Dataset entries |
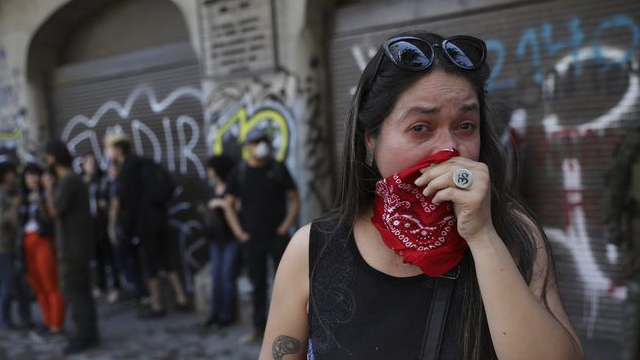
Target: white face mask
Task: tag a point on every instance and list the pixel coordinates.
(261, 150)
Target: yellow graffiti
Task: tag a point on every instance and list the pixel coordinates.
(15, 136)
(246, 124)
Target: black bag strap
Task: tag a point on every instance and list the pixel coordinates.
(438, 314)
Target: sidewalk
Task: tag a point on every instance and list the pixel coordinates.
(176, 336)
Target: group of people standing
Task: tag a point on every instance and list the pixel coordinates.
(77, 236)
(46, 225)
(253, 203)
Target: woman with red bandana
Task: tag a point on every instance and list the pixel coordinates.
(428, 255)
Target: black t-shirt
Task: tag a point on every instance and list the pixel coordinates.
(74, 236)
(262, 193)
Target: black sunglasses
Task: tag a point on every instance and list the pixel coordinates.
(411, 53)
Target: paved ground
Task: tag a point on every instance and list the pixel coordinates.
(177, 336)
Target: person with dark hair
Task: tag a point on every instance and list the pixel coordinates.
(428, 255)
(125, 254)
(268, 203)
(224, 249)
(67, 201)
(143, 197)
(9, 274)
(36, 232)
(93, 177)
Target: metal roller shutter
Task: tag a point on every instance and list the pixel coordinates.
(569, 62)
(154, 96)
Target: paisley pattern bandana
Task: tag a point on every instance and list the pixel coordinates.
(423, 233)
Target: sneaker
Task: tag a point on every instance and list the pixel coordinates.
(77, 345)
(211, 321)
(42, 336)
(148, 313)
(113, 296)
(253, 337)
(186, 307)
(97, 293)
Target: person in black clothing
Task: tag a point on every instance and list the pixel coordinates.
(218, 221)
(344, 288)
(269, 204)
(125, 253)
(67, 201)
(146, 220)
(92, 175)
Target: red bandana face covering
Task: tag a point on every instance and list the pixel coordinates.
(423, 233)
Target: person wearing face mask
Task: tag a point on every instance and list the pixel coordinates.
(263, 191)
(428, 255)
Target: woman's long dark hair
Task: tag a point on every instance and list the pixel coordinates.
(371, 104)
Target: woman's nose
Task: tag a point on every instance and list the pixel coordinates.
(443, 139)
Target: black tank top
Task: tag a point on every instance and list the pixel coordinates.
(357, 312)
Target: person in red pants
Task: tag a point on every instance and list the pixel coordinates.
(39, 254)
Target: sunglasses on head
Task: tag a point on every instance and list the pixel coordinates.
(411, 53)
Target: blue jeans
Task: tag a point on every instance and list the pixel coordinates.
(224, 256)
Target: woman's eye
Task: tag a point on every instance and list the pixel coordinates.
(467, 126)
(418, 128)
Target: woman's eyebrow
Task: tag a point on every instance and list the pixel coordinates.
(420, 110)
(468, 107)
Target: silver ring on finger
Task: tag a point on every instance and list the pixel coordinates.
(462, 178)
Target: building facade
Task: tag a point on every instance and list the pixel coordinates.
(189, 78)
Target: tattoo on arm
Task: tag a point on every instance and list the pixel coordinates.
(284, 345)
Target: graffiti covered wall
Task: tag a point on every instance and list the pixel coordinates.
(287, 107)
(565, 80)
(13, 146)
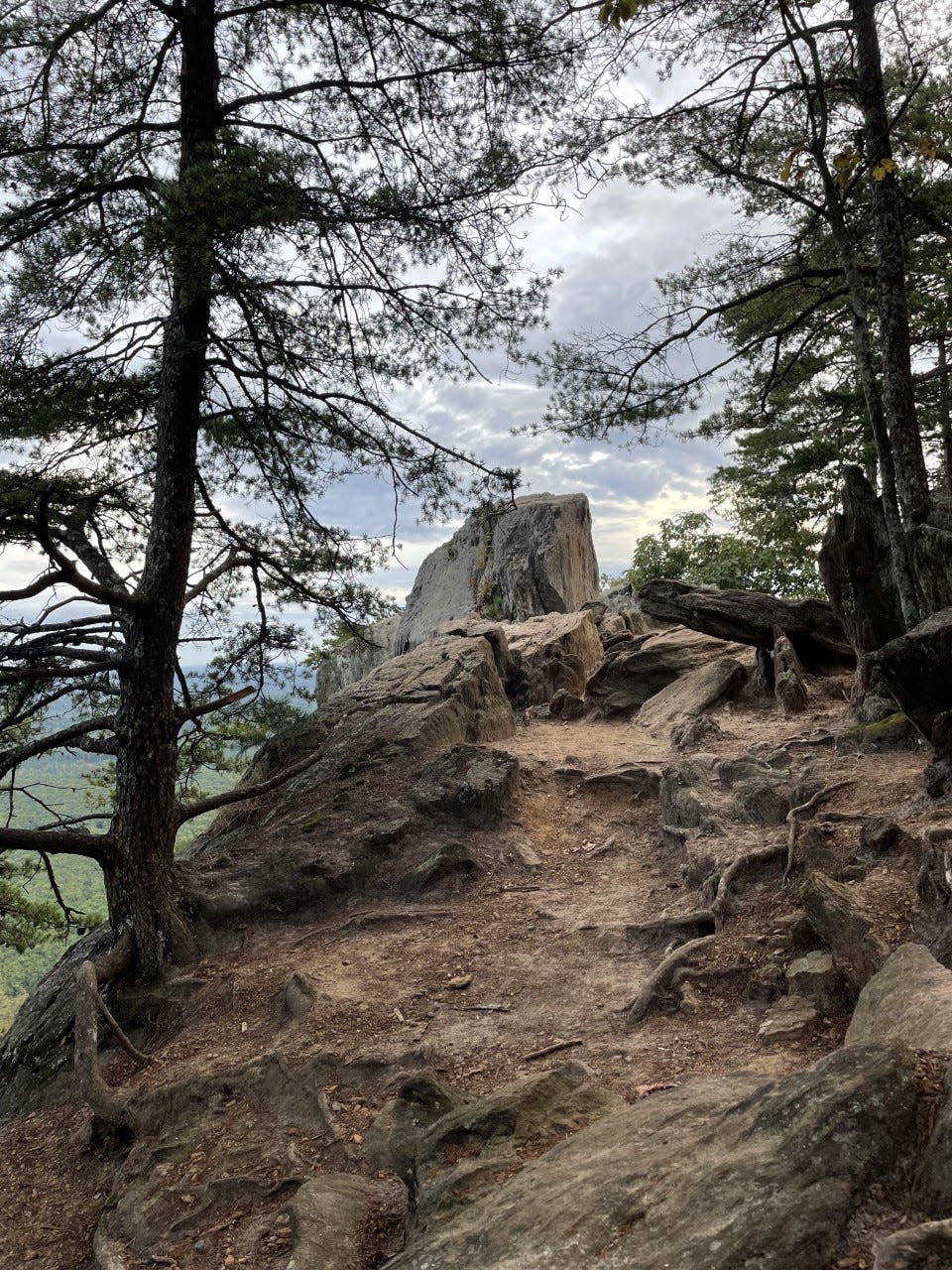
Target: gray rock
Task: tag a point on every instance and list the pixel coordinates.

==

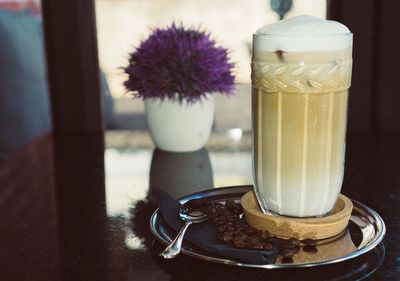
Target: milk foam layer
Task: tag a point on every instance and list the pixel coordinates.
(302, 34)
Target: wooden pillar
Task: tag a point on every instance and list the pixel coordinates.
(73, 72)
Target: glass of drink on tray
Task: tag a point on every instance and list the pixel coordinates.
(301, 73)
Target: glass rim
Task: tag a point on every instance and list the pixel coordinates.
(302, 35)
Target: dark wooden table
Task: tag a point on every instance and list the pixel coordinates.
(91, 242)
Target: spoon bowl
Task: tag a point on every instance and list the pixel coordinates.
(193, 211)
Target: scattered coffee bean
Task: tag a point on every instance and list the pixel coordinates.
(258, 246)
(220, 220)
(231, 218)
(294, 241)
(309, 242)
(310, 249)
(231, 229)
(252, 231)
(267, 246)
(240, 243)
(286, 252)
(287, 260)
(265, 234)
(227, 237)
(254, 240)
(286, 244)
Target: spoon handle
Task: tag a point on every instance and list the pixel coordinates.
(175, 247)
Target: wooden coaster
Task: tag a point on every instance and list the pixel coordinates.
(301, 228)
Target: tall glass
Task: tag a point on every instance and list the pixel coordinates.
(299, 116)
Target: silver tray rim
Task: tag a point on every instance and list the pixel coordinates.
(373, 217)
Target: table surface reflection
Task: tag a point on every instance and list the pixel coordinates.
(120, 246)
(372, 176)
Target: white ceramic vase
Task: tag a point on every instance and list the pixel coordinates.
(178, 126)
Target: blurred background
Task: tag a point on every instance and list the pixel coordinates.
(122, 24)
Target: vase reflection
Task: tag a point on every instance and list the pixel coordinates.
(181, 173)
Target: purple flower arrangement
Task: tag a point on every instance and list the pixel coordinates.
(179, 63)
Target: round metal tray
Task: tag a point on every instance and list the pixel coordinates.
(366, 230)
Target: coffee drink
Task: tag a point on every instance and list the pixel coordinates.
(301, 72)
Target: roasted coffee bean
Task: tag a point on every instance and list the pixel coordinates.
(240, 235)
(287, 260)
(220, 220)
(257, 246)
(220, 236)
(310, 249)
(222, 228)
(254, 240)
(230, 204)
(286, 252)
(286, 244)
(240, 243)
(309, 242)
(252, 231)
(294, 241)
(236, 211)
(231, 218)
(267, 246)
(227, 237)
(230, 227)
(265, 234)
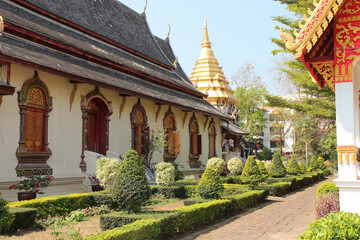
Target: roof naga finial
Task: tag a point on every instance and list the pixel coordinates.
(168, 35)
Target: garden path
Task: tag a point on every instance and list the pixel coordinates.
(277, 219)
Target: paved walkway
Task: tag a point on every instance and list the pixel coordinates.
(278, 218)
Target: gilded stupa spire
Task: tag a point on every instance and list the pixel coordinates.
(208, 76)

HOW TO COMPLETE THIS TASK |
Return, word for word, the lines of the data above from the line with "Target: person with dark hair" through the line with "Target: person in black clothing", inclusive.

ANSWER TO THIS PROBLEM |
Target: person with dark hair
Task: tag a point on every instance and list the pixel coordinates.
(428, 255)
(125, 254)
(268, 203)
(224, 249)
(67, 201)
(143, 197)
(9, 274)
(36, 232)
(93, 177)
Target: metal roller shutter
Task: tag a point on every instance and list the pixel coordinates.
(569, 62)
(154, 96)
Target: paisley pattern bandana
Task: tag a point on every instance and list the pixel coordinates.
(423, 233)
Target: sneaker
Task: tag a point on every instance and list the pixel coordinates.
(77, 345)
(211, 321)
(42, 336)
(148, 313)
(113, 296)
(253, 337)
(186, 307)
(97, 293)
Target: person in black clothing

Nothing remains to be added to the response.